** Opening EXTRACTED INFORMATION block **

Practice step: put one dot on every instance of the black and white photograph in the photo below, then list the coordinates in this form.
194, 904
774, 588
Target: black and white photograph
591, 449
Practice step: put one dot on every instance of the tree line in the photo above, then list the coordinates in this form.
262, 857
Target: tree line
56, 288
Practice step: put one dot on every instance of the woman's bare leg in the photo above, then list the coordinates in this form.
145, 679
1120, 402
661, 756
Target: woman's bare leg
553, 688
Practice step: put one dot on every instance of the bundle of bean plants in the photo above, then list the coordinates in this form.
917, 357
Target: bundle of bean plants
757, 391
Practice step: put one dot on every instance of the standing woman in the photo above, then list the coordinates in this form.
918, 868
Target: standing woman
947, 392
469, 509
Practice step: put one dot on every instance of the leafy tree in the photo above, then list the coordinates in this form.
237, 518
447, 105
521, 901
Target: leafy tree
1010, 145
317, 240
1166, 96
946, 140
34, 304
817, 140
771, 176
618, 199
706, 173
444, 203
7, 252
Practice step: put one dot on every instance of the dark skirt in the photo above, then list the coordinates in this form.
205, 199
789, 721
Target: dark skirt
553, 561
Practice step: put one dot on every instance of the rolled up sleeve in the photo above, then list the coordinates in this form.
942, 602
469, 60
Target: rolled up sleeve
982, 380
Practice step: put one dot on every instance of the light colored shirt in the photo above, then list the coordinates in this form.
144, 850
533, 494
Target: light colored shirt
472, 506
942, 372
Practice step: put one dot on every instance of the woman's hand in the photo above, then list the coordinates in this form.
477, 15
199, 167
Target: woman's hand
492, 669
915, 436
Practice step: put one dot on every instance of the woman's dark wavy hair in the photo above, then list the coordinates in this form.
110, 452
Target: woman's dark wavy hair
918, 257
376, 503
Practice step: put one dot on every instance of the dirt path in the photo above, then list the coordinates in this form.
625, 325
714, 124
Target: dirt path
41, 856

** Closing EXTRACTED INFORMATION block **

**HOW TO COMPLETE THIS TASK:**
Each record is to be transcribed exactly and in full.

**PROBLEM SOLUTION:**
Practice step: put one dot on every instance of the black and white photograph in the photo below, then list the coordinates in this form.
194, 904
774, 588
Target: black and white photograph
591, 449
Practice step: put one dot on every instance of the tree line in the photo above, then list the coordinates in this form.
262, 857
Target: tree line
56, 288
Practice step: put one dot on every instance of the woman's bare leg in the photo above, then list the coordinates in this form.
145, 679
1120, 402
661, 756
Target: woman's bare leg
553, 688
Practice step: put one dot on every instance of the bundle of bean plants in the photo above, then list the coordinates in this form.
917, 357
Target: bundle of bean plants
757, 391
Practice step: put one dot on every instance of the standing woman in the photo above, then list the coordinates in this form.
918, 868
Target: standing woman
947, 392
469, 509
Practice step: put one dot on every instance of the leafy tree in the photo above, then list the coordinates in this form.
237, 518
447, 105
521, 901
Target: leafy tree
1010, 145
317, 240
1166, 96
946, 140
34, 304
817, 140
771, 176
618, 199
706, 173
444, 203
7, 252
Practice step: put one dot on every instance of the dark skirt in the photo above, then list the coordinates in this form.
205, 199
789, 721
Target: dark skirt
553, 561
Practice step: put one dot on every instance of the rolled up sleeve in the photo above, then list the coordinates in this form.
942, 602
469, 60
Target: rolled up sleeve
982, 380
Practice step: put one dot on every instance of the light colored shirt in the photo above, then list the coordinates in this form.
144, 850
533, 494
Target: light colored shirt
472, 506
942, 372
Practice step: put one dot on every instance of the woman's hand in the photo above, then list the coordinates in this form.
477, 15
199, 167
Target: woman's hand
492, 669
915, 436
Practice step: put one dot on every instance of the woman's dark wavy hair in the photo above, then list the coordinates in this form.
110, 452
Target: woman's dark wavy hair
918, 257
376, 503
Practice step: put one dot on every instance of the dirt path in the photo above, then list the coordinates in this form.
625, 325
714, 124
Target: dirt path
41, 856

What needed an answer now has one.